* _DO THIS_: Rewrite all the records below with "photo" switched to "image" everywhere and nothing else changed. Leave the pictures out of your answer.

* _DATA_:
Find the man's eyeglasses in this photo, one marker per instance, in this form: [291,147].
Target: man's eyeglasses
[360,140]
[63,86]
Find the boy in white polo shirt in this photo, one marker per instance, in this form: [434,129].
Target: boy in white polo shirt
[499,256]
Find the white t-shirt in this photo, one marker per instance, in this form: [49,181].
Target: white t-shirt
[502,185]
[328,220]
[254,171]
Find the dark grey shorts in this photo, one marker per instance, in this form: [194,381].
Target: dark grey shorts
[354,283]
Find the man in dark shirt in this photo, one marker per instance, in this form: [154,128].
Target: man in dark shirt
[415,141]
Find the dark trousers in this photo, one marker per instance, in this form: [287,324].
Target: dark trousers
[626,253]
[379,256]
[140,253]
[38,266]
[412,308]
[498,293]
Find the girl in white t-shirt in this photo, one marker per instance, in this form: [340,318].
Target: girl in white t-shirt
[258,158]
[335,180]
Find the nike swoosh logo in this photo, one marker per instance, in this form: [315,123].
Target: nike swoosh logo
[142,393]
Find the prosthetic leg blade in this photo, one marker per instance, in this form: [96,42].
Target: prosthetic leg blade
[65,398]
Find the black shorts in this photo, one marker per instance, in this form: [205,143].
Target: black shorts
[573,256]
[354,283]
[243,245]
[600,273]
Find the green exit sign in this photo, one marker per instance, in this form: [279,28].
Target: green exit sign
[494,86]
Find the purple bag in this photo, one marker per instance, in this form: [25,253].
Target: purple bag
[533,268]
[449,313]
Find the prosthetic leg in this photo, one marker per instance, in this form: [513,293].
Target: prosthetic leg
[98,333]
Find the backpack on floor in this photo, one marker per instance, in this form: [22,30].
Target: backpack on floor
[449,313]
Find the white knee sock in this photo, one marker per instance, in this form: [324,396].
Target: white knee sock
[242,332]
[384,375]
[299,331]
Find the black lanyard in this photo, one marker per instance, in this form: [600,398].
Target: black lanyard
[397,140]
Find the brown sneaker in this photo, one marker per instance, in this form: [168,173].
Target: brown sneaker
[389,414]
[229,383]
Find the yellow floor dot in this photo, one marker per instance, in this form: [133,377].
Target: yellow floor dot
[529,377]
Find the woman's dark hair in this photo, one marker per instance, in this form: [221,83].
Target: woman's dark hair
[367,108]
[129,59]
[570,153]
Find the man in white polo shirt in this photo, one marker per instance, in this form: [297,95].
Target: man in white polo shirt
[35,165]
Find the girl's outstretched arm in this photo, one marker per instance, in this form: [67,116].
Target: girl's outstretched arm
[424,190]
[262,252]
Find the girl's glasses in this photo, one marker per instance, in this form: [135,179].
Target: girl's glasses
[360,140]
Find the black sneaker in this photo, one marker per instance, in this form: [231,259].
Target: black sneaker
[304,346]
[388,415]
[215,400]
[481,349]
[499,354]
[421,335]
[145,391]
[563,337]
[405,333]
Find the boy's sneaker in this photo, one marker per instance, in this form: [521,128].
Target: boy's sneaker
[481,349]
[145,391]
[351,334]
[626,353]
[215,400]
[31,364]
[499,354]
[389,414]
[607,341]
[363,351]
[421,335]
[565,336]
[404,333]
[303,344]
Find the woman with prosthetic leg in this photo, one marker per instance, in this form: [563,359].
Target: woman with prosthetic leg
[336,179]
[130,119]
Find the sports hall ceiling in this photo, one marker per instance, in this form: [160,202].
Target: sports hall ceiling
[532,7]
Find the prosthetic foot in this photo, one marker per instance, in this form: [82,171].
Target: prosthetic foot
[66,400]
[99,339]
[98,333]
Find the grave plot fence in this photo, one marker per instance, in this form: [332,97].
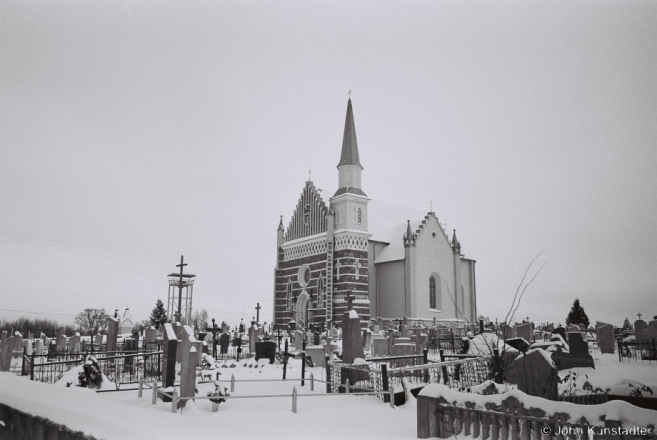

* _RESPONSE FOR THIS EXERCISE_:
Find the man's eyeglasses in this image, one marker per instance, in this form: [291,147].
Target: man's eyeglasses
[360,140]
[63,86]
Find the boy in white polo shirt in this image, one marker per instance, in this form: [434,129].
Target: boy in white polo shirt
[499,256]
Find the white t-shirt in this image, one marker per instance, in this form: [49,181].
Target: white t-shirt
[502,185]
[328,220]
[254,171]
Find the dark grey shorts in this image, one marker per instance, in this form: [194,381].
Target: dark grey shorts
[354,283]
Find the man in dark shirt in this image, one marker per instance, in this form: [154,128].
Target: man in dark shirt
[415,141]
Find the dark trousers in this image, one marker per instance, in this form: [287,324].
Target: dark trousers
[626,253]
[379,256]
[140,253]
[38,266]
[412,308]
[498,293]
Find the girl in white t-shirt in this image, one marker per instance, in this form: [340,318].
Target: girl in white t-shirt
[258,158]
[335,180]
Find the nike swoosh logo in this image, one marker per instance, in this form: [315,123].
Target: nike swoosh logo
[142,393]
Find the prosthetic leg blade in this image, one marker per instance, in this form: [96,42].
Target: prosthetic leg blade
[65,398]
Find the black shorts in this image, one marker per instance, in this form: [205,143].
Target: black shorts
[573,256]
[354,283]
[243,245]
[600,273]
Find the green exit sign in this image, one marker per instance, in this form: [279,28].
Target: green exit sign
[494,86]
Find the purple bag in this image, one marker per instance, in this form: [25,253].
Target: purple bag
[533,268]
[449,313]
Find the prosthetic leg in this image, one marker per instance, in this form: [513,293].
Target: prosthetic leg
[98,333]
Find the backpack on floor in this image, one marker per instance, in this form: [22,30].
Target: backpack on floor
[449,313]
Find the white knee sock in this image, one marker per instance, in this form: [324,396].
Target: white knee sock
[242,332]
[384,375]
[299,331]
Find the black lanyard in this image, one marker per instance, in this form: [600,398].
Target: black lanyard
[397,140]
Find the brown sneaker in this image, one marker per instance, in this form: [168,173].
Target: brown sneaker
[389,414]
[229,383]
Find the yellow floor dot in this image, one marker per instance, in this form: [133,377].
Target: yellow floor dot
[529,377]
Find the woman's dark hair in this image, one marker per instance, in this form: [221,83].
Target: woman's dark hair
[367,108]
[129,59]
[570,153]
Find the man in white polo shirt in this image, one marker per instance, in this form: [297,95].
Target: man in white polo shirt
[35,165]
Find the girl's outstretched arm in this image, one marker per instance, in this form: [67,116].
Target: girl's outstretched arm
[424,190]
[262,252]
Find the girl's glasses in this image, one marker per instance, in this form: [135,179].
Target: girl's glasses
[360,140]
Find the black sneaker in this image, one marker per instance, in this form: [231,259].
Target: black sneaker
[304,346]
[388,415]
[215,400]
[481,349]
[499,354]
[421,335]
[145,391]
[563,337]
[405,333]
Find the boy's sneaker in this image, one marker per instance, in this form: [521,128].
Target: boy's sneaker
[481,349]
[145,391]
[351,334]
[626,353]
[215,400]
[31,364]
[499,354]
[389,414]
[607,341]
[363,351]
[421,335]
[565,336]
[404,333]
[303,344]
Find the woman with prosthetic leg in this image, one marker per instance, in this form: [563,359].
Target: woman with prosthetic leg
[336,179]
[130,119]
Find the sports hall ceiling in this image, one marker per instance, in this form: [160,202].
Target: sports hall ceiling
[532,7]
Find the prosthetic foot in this image, one marker per instance, in this form: [82,171].
Target: prosthetic foot
[66,400]
[99,339]
[98,333]
Find the grave plot fence in this image, one marker per instance, in this form: [332,97].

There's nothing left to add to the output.